◆ PROVIDED PASSAGE

And has i say i am kind of sure prefix doesnt have the same effect on Core2 (but not 100% sure). Wich is ofc not the topic question.

PS: It still a pointless debate about the prefix on a branch for change the local BTB. My question was about meta branch prediction on Core2duo.

jj2007

Quote from: theunknownguy on June 24, 2010, 08:17:51 PM
Anger fog

Anger and fog, exactly. Post your code and your timings, please.

theunknownguy

Quote from: jj2007 on June 24, 2010, 08:36:12 PM
Quote from: theunknownguy on June 24, 2010, 08:17:51 PM
Anger fog

Anger and fog, exactly. Post your code and your timings, please.


Need to switch to my P4 at home, i am at office... Core2Duo and trying to use the branch hints witout any effect at all...

So now about my real question and leaving the branch prefix wich have not much to do at all.

Does somebody have a more interesting theory about how the Core2Duo uses the meta branch?

PS: Is not only agner, is also intel telling you by this simple quote.  "In the event that a branch hint is necessary"
So its pointless deny or trying to make those prefix like a "bad usage", its just a "recommendation"


theunknownguy

Tomorrow ill post a code for predict loops at least for trying to understand more the loop predication.

Cant now just too tired. And thanks for the answers.

hutch--

Something you learn after writing code for processors from i486 upwards, do not lock your code design into one hardware as the next may not work well with it. I know the prefixes that Clive mentioned but I never saw code run faster with them and they are not fully supported with earlier or later hardware. With current processors I work on a Core2 quad and an i7 quad and they both respond to conventional Intel design specs like the example I posted above.

Theory is fine but like the old motor racing comment, when the flag drops the bullsh*t stops, clock the difference and make your decisions that way.
Download site for MASM32      New MASM Forum
https://masm32.com          https://masm32.com/board/index.php

theunknownguy

Quote from: hutch-- on June 25, 2010, 12:59:26 AM
Something you learn after writing code for processors from i486 upwards, do not lock your code design into one hardware as the next may not work well with it. I know the prefixes that Clive mentioned but I never saw code run faster with them and they are not fully supported with earlier or later hardware. With current processors I work on a Core2 quad and an i7 quad and they both respond to conventional Intel design specs like the example I posted above.

Theory is fine but like the old motor racing comment, when the flag drops the bullsh*t stops, clock the difference and make your decisions that way.

Thanks hutch for the advice. I tried has you say the prefixes on Core2Duo and no effect so i guess they just are not supported or have no effect over the BTB local buffer.

◆ WORK TO DO
Continue the forum thread about branch prediction on the Core2Duo, starting right after its final sentence. The lines that come after this text are separate material.

◆ DATA SEGMENT
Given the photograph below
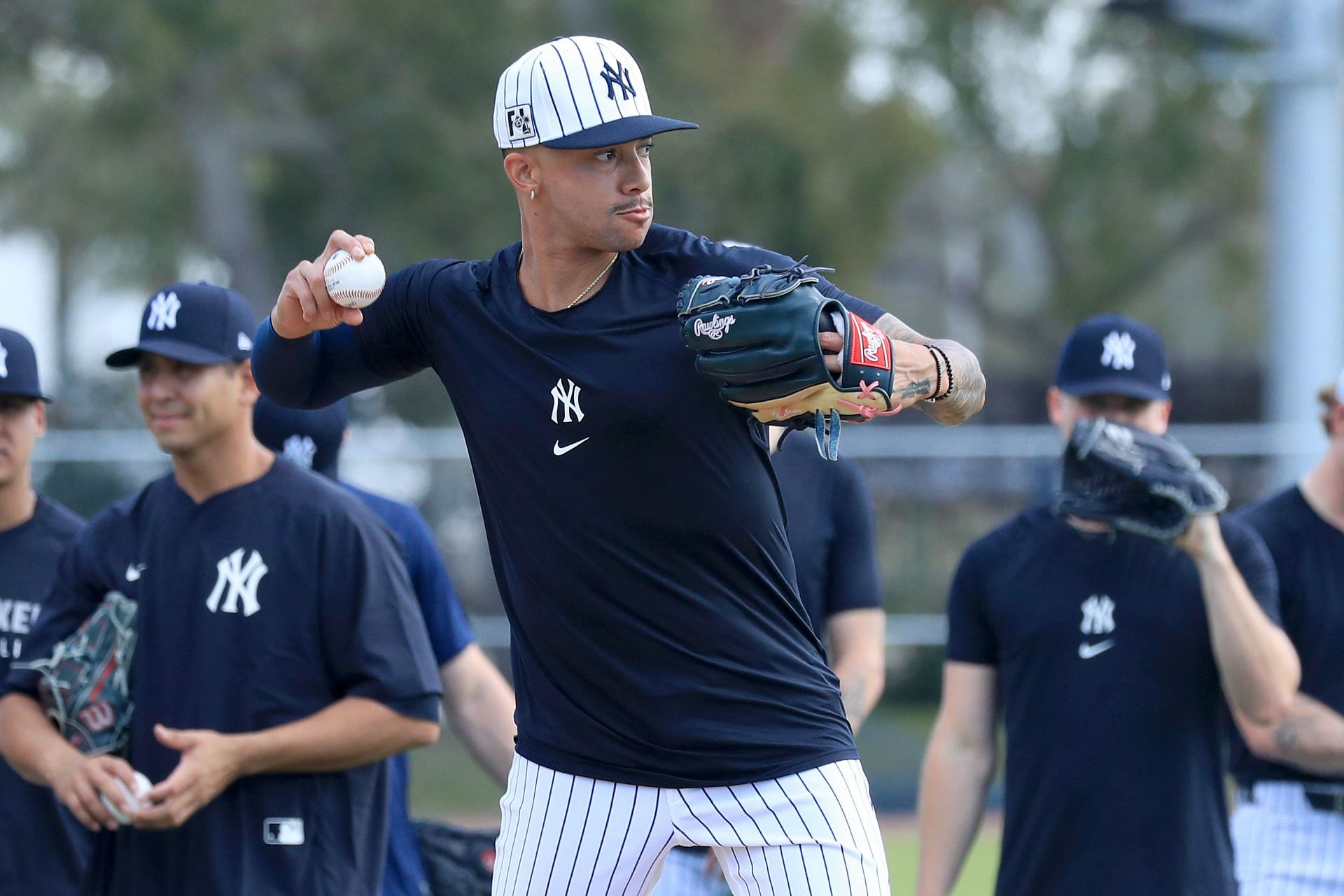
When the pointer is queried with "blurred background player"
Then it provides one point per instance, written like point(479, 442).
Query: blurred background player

◆ ANSWER
But i like the way of predicting a loop it would sure help to improve my knowledge about AI, so ill keep forward with it. Also an interesting paper of neuronal branch predication:

http://citeseerx.ist.psu.edu/viewdoc/download?doi=10.1.1.7.3023&rep=rep1&type=pdf

Also another question does Align works better with prefixes or using NOP?


hutch--

J8ust keep in mind that AI and processor circuitry are at opposite ends of the spectrum, the logic behind processor design is in fact very sophisticated but it has been evolving for may years and later versions are rarely ever compatible with older stuff. In recent processor families, the Core2 series processors are a lot faster than a PIV relatively with SSE instructions, the PIV was slow with LEA which was fast on both earlier and later Intel hardware, bit manipulation is still very ordinary and this probably will not change as the demand is not high enough.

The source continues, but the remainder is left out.